## AIM
Each entry below is to be extracted exactly.
**** ENTRIES SUPPLIED ****
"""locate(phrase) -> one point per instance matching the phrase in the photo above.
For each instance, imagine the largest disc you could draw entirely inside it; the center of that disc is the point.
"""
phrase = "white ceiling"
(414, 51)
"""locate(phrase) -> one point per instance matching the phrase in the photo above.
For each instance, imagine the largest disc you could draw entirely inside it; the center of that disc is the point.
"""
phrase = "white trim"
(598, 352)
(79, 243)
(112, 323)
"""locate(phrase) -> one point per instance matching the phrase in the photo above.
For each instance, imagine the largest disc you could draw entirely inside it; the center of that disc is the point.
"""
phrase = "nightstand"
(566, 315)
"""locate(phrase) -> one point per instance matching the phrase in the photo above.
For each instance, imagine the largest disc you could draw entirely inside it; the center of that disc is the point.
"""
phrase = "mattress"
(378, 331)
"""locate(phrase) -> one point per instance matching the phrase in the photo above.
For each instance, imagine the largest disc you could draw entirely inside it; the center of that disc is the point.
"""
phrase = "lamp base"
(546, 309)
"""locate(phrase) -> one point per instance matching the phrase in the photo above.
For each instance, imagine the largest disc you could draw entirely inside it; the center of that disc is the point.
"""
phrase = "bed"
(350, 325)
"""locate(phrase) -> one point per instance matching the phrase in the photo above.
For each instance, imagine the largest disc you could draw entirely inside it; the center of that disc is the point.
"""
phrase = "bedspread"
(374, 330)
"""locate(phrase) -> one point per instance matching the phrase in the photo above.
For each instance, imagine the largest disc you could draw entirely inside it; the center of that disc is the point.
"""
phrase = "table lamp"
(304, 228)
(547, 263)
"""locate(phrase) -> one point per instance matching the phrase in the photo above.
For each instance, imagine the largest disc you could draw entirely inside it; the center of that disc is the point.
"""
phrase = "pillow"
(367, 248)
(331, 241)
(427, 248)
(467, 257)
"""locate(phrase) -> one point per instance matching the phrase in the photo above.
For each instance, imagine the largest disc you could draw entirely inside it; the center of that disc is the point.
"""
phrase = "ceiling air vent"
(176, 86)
****
## COMPLETE OUTPUT
"""locate(phrase) -> one point per instance matching the phrase in the photo above.
For each instance, imagine the largest disc you could draw entirely inside it; the center of that disc is the point.
"""
phrase = "white ceiling"
(414, 51)
"""locate(phrase) -> one point per instance matching the phrase in the photo above.
For each instance, imagine the largest disc you could draw entirely inside it; the center of that disc is the point.
"""
phrase = "white trim"
(598, 352)
(79, 243)
(112, 323)
"""locate(phrase) -> one point per instance matching the phrase in the photo above.
For each instance, imagine the largest disc you could draw entirely inside it; the center of that disc is the point.
"""
phrase = "nightstand"
(566, 315)
"""locate(phrase) -> one point per instance matching the phrase in the photo above.
For each instance, imagine the largest disc you could draw entirely inside it; the center of that disc is the point.
"""
phrase = "mattress"
(378, 331)
"""locate(phrase) -> one point per instance matching the phrase in the photo above.
For each instance, imagine the largest disc you could draw entirely inside it; the center of that disc is the point.
"""
phrase = "lamp base"
(546, 309)
"""locate(phrase) -> one point per instance matching the phrase in the photo above.
For each instance, imagine the largest disc you could draw entirely inside it; the center of that disc is the point.
"""
phrase = "bed"
(350, 325)
"""locate(phrase) -> one point per instance matching the phrase in the photo above.
For each instance, imagine the largest disc you could draw entirely inside it; the center of that disc is the point.
"""
phrase = "bedspread"
(374, 330)
"""locate(phrase) -> one point per instance matching the phrase in the photo above.
For each instance, imagine the largest disc you could draw entirely inside it; the center of that disc is the point.
"""
phrase = "table lamp"
(304, 228)
(547, 263)
"""locate(phrase) -> one point per instance matching the phrase in the photo above.
For each instance, imagine the largest disc you could draw entirely inside it; the center of that disc is the point.
"""
phrase = "pillow"
(367, 248)
(331, 241)
(427, 248)
(467, 257)
"""locate(phrase) -> one point per instance matching the phrase in the photo above.
For each instance, imagine the largest disc you could draw entirely inside it; the center of that disc is the point.
"""
phrase = "ceiling air vent"
(176, 86)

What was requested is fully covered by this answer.